Records from a data collection:

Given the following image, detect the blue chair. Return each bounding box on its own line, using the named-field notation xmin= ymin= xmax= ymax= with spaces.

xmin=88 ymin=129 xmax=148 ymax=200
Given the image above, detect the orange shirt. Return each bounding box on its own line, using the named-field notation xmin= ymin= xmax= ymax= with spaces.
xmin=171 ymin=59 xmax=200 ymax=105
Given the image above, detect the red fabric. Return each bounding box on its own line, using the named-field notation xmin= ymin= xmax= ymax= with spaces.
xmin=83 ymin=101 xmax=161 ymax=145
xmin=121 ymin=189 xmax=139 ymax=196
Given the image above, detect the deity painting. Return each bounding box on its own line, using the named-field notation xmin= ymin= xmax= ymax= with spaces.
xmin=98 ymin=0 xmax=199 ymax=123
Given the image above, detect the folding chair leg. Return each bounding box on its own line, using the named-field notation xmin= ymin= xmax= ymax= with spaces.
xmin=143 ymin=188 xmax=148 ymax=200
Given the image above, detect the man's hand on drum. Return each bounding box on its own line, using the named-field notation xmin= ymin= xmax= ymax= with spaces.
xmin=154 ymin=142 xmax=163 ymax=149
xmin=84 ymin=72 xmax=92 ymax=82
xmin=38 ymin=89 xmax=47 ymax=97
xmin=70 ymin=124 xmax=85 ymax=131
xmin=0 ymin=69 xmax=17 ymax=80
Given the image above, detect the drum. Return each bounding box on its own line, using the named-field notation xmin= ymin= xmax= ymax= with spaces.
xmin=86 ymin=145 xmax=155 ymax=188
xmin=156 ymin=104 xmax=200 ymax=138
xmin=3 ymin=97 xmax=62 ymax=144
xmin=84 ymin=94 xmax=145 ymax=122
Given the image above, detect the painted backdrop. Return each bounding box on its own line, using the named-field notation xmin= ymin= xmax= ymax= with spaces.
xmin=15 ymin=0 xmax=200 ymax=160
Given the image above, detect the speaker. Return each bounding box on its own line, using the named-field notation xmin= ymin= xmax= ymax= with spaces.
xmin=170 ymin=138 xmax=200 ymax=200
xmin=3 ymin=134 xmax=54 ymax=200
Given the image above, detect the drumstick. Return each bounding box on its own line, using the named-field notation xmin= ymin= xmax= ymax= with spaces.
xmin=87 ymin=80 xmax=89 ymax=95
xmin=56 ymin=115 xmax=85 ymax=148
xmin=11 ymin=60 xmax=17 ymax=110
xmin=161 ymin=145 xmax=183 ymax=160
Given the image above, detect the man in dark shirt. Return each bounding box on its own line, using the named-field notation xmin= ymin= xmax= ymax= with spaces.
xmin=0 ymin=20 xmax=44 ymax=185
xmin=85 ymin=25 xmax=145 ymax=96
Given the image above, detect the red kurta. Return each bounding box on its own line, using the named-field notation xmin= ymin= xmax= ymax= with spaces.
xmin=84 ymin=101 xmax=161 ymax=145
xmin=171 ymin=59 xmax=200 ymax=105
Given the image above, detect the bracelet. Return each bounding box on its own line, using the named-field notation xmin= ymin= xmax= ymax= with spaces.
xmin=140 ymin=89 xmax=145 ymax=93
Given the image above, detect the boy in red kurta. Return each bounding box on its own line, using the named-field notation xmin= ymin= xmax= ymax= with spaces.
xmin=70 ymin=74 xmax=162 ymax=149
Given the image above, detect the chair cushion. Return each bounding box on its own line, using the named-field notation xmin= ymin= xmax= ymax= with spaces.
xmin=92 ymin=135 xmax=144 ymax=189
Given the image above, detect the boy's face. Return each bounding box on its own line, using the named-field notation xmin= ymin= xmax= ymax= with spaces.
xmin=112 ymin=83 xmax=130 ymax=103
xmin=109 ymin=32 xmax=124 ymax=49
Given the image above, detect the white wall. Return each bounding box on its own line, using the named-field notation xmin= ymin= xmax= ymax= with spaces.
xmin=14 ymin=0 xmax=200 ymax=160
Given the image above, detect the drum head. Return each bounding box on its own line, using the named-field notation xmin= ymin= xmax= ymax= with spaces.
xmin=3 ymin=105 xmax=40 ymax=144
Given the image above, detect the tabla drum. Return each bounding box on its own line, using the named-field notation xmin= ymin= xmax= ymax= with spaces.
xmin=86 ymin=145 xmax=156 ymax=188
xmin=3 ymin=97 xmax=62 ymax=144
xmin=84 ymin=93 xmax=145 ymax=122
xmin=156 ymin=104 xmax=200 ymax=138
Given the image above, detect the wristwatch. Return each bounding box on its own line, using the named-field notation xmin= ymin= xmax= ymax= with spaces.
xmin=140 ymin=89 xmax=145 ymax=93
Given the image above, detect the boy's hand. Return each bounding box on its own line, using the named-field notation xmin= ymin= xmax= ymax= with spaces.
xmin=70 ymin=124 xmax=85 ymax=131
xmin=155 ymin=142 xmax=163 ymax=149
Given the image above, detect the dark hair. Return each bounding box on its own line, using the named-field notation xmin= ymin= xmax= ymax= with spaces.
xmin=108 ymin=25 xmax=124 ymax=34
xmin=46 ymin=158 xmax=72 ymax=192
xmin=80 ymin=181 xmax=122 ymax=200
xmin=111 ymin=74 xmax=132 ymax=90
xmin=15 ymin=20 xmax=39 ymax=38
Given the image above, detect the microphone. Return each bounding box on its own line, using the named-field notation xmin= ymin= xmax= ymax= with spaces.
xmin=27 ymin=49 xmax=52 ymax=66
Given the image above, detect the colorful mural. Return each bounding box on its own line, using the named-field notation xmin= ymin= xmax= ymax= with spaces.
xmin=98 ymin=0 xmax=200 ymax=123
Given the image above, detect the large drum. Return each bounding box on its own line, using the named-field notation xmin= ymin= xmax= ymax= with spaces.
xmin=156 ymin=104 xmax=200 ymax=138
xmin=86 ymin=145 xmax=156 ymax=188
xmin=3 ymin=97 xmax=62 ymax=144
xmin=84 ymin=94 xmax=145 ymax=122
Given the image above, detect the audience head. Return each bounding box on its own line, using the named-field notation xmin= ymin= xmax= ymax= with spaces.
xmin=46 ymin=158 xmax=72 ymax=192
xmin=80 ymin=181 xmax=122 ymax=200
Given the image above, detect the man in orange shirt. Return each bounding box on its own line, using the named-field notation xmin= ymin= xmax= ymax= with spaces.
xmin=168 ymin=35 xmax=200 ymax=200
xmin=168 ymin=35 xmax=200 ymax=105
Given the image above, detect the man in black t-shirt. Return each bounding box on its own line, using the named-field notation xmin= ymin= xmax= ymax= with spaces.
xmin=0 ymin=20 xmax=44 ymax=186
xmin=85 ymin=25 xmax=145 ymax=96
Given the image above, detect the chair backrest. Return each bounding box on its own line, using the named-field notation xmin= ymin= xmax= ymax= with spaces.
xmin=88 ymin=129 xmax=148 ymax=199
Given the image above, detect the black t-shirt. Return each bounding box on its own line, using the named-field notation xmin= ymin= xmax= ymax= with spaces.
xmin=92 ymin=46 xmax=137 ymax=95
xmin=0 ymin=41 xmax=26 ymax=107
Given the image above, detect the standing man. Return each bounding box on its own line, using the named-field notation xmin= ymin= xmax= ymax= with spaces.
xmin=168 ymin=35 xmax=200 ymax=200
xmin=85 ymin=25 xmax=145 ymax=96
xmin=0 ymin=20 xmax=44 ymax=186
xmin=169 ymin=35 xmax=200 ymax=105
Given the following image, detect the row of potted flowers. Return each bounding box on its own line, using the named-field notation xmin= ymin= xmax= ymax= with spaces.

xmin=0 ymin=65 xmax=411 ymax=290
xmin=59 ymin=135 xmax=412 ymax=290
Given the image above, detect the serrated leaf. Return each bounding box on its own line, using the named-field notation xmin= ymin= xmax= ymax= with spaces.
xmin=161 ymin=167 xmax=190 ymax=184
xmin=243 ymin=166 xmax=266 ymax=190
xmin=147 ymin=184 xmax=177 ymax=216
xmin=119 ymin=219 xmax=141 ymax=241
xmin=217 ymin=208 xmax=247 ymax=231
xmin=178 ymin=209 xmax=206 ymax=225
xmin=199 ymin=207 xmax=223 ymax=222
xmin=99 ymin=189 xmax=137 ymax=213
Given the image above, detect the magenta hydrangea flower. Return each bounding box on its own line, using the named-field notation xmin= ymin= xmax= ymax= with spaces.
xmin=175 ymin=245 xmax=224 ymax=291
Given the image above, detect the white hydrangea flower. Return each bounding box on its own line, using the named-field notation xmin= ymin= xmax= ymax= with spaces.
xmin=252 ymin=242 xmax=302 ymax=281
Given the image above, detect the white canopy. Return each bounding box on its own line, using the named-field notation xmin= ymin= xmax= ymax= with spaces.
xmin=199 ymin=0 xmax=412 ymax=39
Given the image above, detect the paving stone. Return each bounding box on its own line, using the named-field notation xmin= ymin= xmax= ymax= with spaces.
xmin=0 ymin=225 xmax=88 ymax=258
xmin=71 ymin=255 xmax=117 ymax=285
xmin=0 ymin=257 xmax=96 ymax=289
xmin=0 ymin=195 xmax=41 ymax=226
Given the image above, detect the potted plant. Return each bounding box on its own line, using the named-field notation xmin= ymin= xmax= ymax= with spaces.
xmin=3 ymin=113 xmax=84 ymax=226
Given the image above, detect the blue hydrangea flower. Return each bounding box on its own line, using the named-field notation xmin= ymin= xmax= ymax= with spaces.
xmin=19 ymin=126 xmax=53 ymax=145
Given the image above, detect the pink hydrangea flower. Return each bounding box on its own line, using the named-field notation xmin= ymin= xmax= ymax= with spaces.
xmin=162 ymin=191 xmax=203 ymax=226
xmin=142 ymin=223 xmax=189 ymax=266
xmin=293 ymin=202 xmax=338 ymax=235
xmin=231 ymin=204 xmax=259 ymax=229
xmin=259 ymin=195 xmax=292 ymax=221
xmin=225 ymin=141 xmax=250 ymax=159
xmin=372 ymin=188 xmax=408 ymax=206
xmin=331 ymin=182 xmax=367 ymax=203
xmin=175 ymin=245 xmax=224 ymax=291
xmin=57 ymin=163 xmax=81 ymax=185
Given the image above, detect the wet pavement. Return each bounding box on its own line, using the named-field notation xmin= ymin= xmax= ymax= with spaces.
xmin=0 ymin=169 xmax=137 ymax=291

#### What to do
Output only the lines running from the line with "Given the image above, detect the potted" through the final line of the data, inclusive.

#### Result
Given the image above, detect the potted plant. Return each bounding box on its own line, using the named-field notation xmin= ymin= xmax= ymax= with spaces.
xmin=3 ymin=113 xmax=84 ymax=226
Given the image above, detect the blue hydrangea flower. Return each bounding box on its own line, using the named-field notation xmin= ymin= xmax= ymax= with spaces.
xmin=19 ymin=126 xmax=53 ymax=145
Given the image above, detect the pink hydrangea flower. Return each bounding box on its own line, using the named-field notation xmin= ymin= xmax= ymax= with spaces.
xmin=162 ymin=191 xmax=203 ymax=226
xmin=142 ymin=223 xmax=189 ymax=266
xmin=293 ymin=202 xmax=338 ymax=235
xmin=231 ymin=204 xmax=259 ymax=229
xmin=259 ymin=195 xmax=292 ymax=221
xmin=225 ymin=141 xmax=250 ymax=159
xmin=372 ymin=188 xmax=408 ymax=206
xmin=331 ymin=182 xmax=367 ymax=203
xmin=175 ymin=245 xmax=224 ymax=291
xmin=57 ymin=163 xmax=81 ymax=185
Given the image above, detect the wet pavement. Return each bounding box on its own line, using the named-field notation xmin= ymin= xmax= ymax= with spaces.
xmin=0 ymin=169 xmax=137 ymax=291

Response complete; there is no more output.